WORK REQUIRED: Copy out, word for word, the lines of the records from the one with "309, row 141." up to and including the one with "column 413, row 243", and nothing else.

-- START --

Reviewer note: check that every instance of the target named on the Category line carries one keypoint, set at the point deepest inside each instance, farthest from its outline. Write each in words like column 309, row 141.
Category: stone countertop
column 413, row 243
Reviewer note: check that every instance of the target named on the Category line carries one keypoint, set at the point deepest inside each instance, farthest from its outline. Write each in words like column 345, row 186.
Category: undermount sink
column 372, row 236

-- END --
-- START --

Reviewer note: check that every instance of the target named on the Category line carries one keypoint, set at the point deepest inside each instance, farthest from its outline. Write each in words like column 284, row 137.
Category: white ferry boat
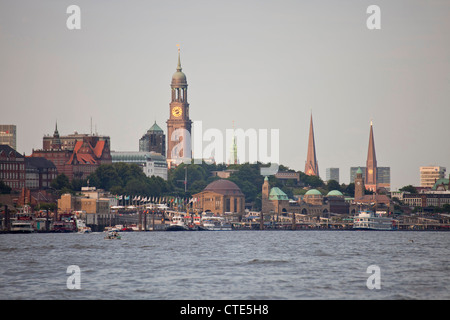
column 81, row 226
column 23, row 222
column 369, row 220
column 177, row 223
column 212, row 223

-- END --

THE OUTPUT:
Reviewer note: check that every instance of the target named on the Category line carries one keypoint, set at the point deepest inside each instance, farthest from its outline. Write each in words like column 309, row 141.
Category: stone countertop
column 413, row 243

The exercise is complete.